__The request__
Copy every line of the material below verbatim, preserving its original layout and spacing.
━━━ Listed records ━━━
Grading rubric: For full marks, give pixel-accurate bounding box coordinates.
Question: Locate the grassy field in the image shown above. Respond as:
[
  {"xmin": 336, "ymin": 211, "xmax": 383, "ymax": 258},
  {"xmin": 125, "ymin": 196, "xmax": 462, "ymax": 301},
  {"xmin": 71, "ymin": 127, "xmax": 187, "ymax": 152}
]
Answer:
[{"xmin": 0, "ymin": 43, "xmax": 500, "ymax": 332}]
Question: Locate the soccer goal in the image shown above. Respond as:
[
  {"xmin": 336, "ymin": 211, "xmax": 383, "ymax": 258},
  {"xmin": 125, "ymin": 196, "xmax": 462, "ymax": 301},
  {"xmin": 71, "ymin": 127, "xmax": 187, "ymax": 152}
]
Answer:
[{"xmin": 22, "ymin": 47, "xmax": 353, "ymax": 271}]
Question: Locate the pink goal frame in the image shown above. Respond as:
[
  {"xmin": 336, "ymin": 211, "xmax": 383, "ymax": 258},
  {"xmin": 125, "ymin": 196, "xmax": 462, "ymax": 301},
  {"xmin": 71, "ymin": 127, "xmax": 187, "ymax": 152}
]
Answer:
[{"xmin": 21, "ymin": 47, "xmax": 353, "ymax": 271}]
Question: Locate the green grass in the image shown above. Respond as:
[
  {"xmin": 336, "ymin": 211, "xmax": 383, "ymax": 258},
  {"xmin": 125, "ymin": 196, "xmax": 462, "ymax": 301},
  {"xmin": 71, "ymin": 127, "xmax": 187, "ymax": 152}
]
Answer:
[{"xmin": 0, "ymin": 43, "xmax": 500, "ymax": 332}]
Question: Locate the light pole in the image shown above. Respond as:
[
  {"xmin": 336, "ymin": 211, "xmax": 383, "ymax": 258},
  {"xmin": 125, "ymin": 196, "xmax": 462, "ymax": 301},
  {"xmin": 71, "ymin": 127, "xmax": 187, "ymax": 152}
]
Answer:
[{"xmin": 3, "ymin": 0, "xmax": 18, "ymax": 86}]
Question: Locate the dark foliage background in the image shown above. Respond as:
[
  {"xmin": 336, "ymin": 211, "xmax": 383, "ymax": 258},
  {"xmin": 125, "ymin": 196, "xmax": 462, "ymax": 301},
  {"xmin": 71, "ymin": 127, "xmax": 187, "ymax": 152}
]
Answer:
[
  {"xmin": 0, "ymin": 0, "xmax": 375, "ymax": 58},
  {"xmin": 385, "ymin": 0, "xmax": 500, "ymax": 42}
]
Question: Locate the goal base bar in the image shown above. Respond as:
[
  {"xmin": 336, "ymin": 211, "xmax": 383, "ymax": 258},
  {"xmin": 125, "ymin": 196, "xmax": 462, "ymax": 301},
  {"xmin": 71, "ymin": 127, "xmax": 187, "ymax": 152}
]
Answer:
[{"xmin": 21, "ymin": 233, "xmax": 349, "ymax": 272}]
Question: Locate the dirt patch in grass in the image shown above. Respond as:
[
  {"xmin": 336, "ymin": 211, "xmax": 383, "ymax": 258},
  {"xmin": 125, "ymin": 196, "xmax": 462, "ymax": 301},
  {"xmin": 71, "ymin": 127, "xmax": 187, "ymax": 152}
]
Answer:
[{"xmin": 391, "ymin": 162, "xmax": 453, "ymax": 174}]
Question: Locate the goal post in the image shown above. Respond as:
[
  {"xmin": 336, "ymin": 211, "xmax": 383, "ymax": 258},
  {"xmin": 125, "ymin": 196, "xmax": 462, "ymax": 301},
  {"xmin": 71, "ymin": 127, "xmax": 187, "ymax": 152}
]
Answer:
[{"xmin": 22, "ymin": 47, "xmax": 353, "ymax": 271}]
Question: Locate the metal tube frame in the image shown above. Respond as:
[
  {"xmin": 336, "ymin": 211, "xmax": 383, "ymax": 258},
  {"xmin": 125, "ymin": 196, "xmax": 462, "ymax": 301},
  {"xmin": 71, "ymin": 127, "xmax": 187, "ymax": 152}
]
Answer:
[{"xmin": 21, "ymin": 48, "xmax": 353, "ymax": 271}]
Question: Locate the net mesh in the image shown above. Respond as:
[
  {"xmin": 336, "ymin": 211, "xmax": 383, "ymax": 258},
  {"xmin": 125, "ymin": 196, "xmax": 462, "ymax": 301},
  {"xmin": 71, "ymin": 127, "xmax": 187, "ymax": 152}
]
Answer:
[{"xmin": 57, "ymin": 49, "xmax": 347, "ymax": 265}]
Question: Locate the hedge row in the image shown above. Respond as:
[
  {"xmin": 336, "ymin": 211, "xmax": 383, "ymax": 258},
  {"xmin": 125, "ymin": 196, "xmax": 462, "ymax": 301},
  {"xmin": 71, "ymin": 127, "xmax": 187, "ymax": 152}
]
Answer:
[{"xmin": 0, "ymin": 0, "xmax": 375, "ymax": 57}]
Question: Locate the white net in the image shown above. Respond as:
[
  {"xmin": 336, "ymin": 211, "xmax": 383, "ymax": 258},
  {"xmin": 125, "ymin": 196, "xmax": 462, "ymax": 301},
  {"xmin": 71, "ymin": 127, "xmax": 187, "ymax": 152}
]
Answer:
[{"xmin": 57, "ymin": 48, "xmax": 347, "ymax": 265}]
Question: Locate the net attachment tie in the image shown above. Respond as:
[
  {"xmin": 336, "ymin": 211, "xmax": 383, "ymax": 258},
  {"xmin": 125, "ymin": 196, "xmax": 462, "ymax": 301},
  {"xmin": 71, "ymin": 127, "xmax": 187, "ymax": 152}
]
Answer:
━━━
__Solution for this problem__
Grading rubric: For full marks, give pixel-accurate bounding box coordinates.
Question: Locate the grassy field in the image shown above. Respond as:
[
  {"xmin": 336, "ymin": 211, "xmax": 383, "ymax": 258},
  {"xmin": 125, "ymin": 196, "xmax": 462, "ymax": 301},
  {"xmin": 71, "ymin": 127, "xmax": 187, "ymax": 152}
]
Answer:
[{"xmin": 0, "ymin": 43, "xmax": 500, "ymax": 332}]
Question: Locate the soccer goal in the image shown above. Respond as:
[
  {"xmin": 336, "ymin": 211, "xmax": 383, "ymax": 258},
  {"xmin": 125, "ymin": 196, "xmax": 462, "ymax": 301},
  {"xmin": 71, "ymin": 127, "xmax": 187, "ymax": 152}
]
Answer:
[{"xmin": 22, "ymin": 47, "xmax": 353, "ymax": 271}]
Question: Locate the pink goal frame in the image shown above. Respond as:
[
  {"xmin": 336, "ymin": 211, "xmax": 383, "ymax": 258},
  {"xmin": 125, "ymin": 196, "xmax": 462, "ymax": 301},
  {"xmin": 71, "ymin": 127, "xmax": 187, "ymax": 152}
]
Answer:
[{"xmin": 21, "ymin": 47, "xmax": 353, "ymax": 271}]
Question: Locate the green grass in the image shown above. Respond as:
[
  {"xmin": 336, "ymin": 211, "xmax": 383, "ymax": 258},
  {"xmin": 125, "ymin": 196, "xmax": 462, "ymax": 301},
  {"xmin": 71, "ymin": 127, "xmax": 187, "ymax": 152}
]
Answer:
[{"xmin": 0, "ymin": 43, "xmax": 500, "ymax": 332}]
Question: Locate the light pole in the image shown above. Respond as:
[
  {"xmin": 336, "ymin": 211, "xmax": 383, "ymax": 258},
  {"xmin": 125, "ymin": 196, "xmax": 462, "ymax": 301},
  {"xmin": 71, "ymin": 127, "xmax": 187, "ymax": 152}
]
Answer:
[{"xmin": 3, "ymin": 0, "xmax": 18, "ymax": 86}]
Question: Locate the dark foliage background in the image shown above. Respond as:
[
  {"xmin": 336, "ymin": 211, "xmax": 383, "ymax": 258},
  {"xmin": 125, "ymin": 196, "xmax": 462, "ymax": 301},
  {"xmin": 71, "ymin": 127, "xmax": 187, "ymax": 152}
]
Answer:
[
  {"xmin": 0, "ymin": 0, "xmax": 375, "ymax": 58},
  {"xmin": 385, "ymin": 0, "xmax": 500, "ymax": 42}
]
Question: Locate the goal base bar in the image shown above. Respond as:
[
  {"xmin": 336, "ymin": 211, "xmax": 383, "ymax": 258},
  {"xmin": 125, "ymin": 196, "xmax": 462, "ymax": 301},
  {"xmin": 71, "ymin": 127, "xmax": 187, "ymax": 152}
]
Answer:
[{"xmin": 21, "ymin": 233, "xmax": 349, "ymax": 272}]
Question: Locate the dirt patch in grass in the image shown above. Respond as:
[
  {"xmin": 336, "ymin": 211, "xmax": 383, "ymax": 258},
  {"xmin": 125, "ymin": 196, "xmax": 462, "ymax": 301},
  {"xmin": 71, "ymin": 127, "xmax": 187, "ymax": 152}
]
Answer:
[{"xmin": 391, "ymin": 162, "xmax": 453, "ymax": 174}]
Question: Locate the goal post in the image shown above. Respond as:
[
  {"xmin": 336, "ymin": 211, "xmax": 383, "ymax": 258},
  {"xmin": 125, "ymin": 196, "xmax": 462, "ymax": 301},
  {"xmin": 71, "ymin": 127, "xmax": 187, "ymax": 152}
]
Answer:
[{"xmin": 22, "ymin": 47, "xmax": 353, "ymax": 271}]
Question: Locate the metal tube frame in the image shown above. Respond as:
[
  {"xmin": 336, "ymin": 211, "xmax": 383, "ymax": 258},
  {"xmin": 125, "ymin": 196, "xmax": 462, "ymax": 301},
  {"xmin": 71, "ymin": 127, "xmax": 187, "ymax": 152}
]
Answer:
[{"xmin": 21, "ymin": 48, "xmax": 353, "ymax": 271}]
Question: Locate the net mesh in the image shown above. Respond as:
[
  {"xmin": 336, "ymin": 211, "xmax": 383, "ymax": 258},
  {"xmin": 125, "ymin": 196, "xmax": 462, "ymax": 301},
  {"xmin": 71, "ymin": 127, "xmax": 187, "ymax": 152}
]
Answer:
[{"xmin": 57, "ymin": 49, "xmax": 347, "ymax": 265}]
Question: Locate the hedge row in the image shown above. Respond as:
[
  {"xmin": 336, "ymin": 211, "xmax": 383, "ymax": 258},
  {"xmin": 125, "ymin": 196, "xmax": 462, "ymax": 301},
  {"xmin": 71, "ymin": 127, "xmax": 187, "ymax": 152}
]
Answer:
[{"xmin": 0, "ymin": 0, "xmax": 375, "ymax": 57}]
Question: Locate the white net in the image shown above. Respond as:
[
  {"xmin": 336, "ymin": 211, "xmax": 383, "ymax": 258},
  {"xmin": 125, "ymin": 196, "xmax": 462, "ymax": 301},
  {"xmin": 71, "ymin": 127, "xmax": 187, "ymax": 152}
]
Answer:
[{"xmin": 57, "ymin": 48, "xmax": 347, "ymax": 265}]
Question: Locate the net attachment tie in the image shown above. Respond as:
[
  {"xmin": 336, "ymin": 211, "xmax": 383, "ymax": 258},
  {"xmin": 125, "ymin": 196, "xmax": 462, "ymax": 301},
  {"xmin": 71, "ymin": 127, "xmax": 187, "ymax": 152}
]
Answer:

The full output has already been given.